- DESCRIPTION OF THE TASK: In the acromegaly article, rewrite the part that opens with the words "In patients with cured" and closes with "write the researchers.", substituting "Netherlands-based research team" for "Dutch research group".

- EXTRACT:
• • • • •

In patients with cured or controlled acromegaly prevalence of colonic diverticula is double that seen in controls (37% versus 19%), according to a Dutch research group. This novel finding “adds diverticular disease to the currently recognized, irreversible effects of acromegaly,” write the researchers.

Even after acromegaly is cured or biochemically controlled, patients experience “persistent comorbidities, such as arthropathy and cardiac valvular disease,” explains researcher Nienke Biermasz (Leiden University Medical Center, the Netherlands). These adverse effects are attributed to changes in the composition of the extracellular matrix in the heart and joints, which led the researchers to hypothesize that similar changes might also affect other areas, such as the colonic wall.

Accordingly, the researchers conducted a case–control study to compare the colonoscopy findings in 321 patients: 107 patients with cured or controlled acromegaly and 214 controls matched for age and sex. All participants were undergoing routine colonoscopy to screen for colonic polyps. Such polyps frequently occur in patients with acromegaly, whereas the controls had other indications for polyp screening (such as rectal blood loss or aspecific abdominal complaints).

The duration and severity of active disease was also associated with the prevalence of colonic diverticula: patients with colonic diverticula had longer disease duration than those without colonic diverticula. The researchers attributed this finding to the duration of a patient's exposure to raised levels of growth hormone and insulin-like growth factor 1, which might be related to an increased propensity to develop diverticula. The researchers are planning several studies to assess “the long-term effects of transient elevations in growth hormone levels on bone, cartilage and collagen”.

• • • • •

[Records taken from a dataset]
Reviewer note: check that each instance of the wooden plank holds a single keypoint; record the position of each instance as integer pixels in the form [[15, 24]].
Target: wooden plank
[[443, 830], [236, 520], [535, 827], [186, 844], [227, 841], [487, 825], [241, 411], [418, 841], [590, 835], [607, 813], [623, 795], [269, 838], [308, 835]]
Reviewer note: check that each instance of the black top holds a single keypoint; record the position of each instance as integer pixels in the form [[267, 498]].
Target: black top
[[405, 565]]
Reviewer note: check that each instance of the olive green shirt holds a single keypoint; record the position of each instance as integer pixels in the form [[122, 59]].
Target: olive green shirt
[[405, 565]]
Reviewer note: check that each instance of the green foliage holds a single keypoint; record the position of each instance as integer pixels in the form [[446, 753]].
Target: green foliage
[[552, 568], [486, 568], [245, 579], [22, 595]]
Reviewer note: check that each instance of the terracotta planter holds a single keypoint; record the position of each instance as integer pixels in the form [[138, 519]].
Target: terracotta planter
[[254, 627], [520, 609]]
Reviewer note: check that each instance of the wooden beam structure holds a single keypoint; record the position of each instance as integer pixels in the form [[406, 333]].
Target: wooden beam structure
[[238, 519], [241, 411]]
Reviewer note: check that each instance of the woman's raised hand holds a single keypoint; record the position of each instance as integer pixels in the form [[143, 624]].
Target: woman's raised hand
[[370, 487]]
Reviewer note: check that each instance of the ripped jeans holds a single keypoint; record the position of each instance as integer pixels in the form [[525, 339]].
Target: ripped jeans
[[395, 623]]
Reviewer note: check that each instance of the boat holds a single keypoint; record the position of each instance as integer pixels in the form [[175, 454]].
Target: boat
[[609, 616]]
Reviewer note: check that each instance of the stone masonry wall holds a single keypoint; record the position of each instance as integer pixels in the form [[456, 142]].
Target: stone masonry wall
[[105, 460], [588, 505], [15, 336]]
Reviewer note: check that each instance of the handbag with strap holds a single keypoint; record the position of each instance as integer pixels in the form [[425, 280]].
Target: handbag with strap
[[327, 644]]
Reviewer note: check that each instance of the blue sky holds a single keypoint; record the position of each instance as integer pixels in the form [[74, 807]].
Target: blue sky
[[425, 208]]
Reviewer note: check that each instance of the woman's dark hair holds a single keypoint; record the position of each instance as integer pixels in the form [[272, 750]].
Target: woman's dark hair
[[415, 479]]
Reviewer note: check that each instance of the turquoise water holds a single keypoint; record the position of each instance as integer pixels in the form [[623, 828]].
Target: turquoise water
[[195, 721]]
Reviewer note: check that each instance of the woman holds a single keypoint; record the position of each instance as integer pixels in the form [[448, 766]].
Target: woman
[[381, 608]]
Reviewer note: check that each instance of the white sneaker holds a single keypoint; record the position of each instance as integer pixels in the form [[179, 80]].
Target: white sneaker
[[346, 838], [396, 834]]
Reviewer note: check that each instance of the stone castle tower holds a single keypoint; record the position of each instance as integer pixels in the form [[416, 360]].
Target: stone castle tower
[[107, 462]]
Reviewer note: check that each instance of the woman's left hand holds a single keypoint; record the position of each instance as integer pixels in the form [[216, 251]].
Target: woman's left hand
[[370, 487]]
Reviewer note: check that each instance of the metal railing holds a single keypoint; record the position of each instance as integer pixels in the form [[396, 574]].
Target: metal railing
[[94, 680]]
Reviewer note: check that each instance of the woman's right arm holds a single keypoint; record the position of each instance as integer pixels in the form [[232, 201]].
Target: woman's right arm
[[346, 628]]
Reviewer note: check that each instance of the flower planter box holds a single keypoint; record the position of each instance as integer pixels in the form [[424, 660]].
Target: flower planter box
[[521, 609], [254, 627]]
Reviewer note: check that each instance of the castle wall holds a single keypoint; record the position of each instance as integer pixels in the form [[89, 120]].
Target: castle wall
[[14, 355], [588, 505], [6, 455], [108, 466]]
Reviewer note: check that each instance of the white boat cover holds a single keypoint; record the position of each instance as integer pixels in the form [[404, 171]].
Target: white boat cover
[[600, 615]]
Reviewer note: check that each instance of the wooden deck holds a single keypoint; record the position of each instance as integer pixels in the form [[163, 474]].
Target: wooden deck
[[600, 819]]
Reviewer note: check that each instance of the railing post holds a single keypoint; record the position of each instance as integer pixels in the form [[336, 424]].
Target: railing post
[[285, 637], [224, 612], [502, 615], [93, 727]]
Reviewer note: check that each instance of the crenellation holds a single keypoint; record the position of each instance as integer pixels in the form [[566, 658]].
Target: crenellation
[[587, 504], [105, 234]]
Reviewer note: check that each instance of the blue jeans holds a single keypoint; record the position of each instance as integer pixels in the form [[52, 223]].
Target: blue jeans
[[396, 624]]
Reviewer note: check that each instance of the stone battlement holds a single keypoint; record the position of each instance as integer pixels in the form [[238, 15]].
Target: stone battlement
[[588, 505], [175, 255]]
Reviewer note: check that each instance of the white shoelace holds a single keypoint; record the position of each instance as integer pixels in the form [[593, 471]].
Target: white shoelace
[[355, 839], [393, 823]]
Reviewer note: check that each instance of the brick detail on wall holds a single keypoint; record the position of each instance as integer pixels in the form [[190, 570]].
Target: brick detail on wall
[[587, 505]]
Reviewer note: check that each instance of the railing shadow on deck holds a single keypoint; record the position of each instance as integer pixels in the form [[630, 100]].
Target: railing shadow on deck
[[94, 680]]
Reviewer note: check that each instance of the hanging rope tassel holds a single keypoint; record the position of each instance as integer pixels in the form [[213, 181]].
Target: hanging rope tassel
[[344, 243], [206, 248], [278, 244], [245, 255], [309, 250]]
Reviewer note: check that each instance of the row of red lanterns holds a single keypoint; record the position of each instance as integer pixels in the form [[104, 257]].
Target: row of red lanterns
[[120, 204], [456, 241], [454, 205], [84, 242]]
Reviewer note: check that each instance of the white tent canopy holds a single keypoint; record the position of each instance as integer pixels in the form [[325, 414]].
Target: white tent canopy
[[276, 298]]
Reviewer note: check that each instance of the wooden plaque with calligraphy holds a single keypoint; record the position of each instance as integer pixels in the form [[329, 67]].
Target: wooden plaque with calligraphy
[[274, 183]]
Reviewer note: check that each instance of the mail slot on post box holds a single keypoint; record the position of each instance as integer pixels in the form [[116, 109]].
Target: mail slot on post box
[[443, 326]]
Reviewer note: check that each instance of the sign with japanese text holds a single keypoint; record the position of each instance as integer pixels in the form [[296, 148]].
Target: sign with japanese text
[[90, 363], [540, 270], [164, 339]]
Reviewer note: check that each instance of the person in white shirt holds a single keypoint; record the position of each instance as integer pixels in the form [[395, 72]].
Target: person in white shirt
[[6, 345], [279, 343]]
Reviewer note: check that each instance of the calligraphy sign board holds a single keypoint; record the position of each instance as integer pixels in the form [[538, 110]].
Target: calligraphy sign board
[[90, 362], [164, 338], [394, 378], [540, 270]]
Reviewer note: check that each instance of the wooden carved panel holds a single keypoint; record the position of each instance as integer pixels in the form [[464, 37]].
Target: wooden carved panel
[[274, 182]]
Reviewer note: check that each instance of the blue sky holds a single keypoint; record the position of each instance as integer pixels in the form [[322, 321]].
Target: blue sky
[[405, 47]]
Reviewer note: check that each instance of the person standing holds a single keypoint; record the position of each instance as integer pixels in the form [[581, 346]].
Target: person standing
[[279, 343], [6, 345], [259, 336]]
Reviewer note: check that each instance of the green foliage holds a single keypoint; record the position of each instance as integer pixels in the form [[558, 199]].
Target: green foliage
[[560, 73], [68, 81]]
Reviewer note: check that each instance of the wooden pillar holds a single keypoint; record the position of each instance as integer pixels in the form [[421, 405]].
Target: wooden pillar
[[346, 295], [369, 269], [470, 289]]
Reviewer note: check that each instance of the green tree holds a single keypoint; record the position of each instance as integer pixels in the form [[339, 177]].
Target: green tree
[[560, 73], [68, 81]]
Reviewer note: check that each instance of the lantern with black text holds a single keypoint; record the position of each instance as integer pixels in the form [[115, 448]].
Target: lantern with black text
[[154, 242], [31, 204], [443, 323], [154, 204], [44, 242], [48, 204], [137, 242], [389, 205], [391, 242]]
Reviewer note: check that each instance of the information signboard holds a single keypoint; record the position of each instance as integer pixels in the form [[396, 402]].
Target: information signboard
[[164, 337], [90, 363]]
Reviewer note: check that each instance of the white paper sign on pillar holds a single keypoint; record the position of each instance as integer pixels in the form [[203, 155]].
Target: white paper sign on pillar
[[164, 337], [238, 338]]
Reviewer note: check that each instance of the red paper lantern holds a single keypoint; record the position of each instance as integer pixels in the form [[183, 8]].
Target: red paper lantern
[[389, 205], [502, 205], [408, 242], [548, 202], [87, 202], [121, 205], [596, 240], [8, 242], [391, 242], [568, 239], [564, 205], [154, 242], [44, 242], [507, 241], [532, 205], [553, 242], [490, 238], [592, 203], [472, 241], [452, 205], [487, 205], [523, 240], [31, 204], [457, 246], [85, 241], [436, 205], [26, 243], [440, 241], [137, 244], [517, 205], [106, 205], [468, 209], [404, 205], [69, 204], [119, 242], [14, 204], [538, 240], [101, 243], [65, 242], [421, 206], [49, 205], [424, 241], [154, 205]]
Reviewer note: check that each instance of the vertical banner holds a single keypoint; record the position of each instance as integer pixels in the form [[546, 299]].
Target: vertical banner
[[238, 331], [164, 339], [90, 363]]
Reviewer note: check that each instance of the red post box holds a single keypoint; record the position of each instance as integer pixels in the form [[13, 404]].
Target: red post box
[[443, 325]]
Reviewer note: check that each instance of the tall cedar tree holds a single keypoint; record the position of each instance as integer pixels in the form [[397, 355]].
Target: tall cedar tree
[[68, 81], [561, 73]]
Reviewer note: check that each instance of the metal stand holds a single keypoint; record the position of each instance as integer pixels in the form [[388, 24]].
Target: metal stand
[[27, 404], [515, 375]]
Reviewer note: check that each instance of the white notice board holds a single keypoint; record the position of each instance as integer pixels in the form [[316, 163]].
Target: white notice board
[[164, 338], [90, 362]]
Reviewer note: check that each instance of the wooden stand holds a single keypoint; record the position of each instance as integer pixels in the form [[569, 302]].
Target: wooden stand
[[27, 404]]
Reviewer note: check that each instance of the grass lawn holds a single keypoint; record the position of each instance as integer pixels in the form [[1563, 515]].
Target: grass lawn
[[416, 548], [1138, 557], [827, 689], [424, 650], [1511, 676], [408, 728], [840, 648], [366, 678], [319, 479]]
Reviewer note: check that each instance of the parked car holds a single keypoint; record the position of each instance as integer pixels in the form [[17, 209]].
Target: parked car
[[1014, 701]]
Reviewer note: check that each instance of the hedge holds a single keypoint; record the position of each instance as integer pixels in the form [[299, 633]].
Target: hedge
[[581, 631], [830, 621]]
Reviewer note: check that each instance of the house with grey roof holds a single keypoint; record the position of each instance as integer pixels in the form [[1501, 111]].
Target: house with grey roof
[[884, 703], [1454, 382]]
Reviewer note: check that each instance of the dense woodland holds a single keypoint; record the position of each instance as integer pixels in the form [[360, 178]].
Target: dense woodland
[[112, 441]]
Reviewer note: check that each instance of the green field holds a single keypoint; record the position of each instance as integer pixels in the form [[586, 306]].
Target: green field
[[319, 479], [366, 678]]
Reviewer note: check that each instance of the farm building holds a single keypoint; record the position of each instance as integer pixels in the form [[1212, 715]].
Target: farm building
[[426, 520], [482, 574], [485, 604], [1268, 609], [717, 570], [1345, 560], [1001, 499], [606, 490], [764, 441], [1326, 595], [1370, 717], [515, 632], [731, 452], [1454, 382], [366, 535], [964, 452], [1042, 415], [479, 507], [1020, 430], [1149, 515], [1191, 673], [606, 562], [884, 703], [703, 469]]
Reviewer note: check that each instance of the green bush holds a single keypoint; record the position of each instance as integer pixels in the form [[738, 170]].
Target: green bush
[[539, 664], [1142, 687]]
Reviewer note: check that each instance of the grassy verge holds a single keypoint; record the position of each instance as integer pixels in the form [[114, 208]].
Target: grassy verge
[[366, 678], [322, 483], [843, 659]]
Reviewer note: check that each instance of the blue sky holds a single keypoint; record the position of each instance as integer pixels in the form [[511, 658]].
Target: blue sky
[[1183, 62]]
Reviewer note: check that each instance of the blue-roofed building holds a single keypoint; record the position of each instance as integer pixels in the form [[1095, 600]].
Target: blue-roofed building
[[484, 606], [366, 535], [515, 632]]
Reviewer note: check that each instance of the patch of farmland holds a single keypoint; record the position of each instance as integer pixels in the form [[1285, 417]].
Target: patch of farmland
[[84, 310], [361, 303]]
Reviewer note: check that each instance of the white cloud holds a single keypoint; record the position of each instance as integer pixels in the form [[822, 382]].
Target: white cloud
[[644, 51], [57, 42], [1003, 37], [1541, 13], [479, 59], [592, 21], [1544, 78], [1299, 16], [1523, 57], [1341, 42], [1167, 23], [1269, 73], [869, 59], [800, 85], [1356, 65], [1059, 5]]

• • • • •

- SOLUTION TO THIS TASK:
In patients with cured or controlled acromegaly prevalence of colonic diverticula is double that seen in controls (37% versus 19%), according to a Netherlands-based research team. This novel finding “adds diverticular disease to the currently recognized, irreversible effects of acromegaly,” write the researchers.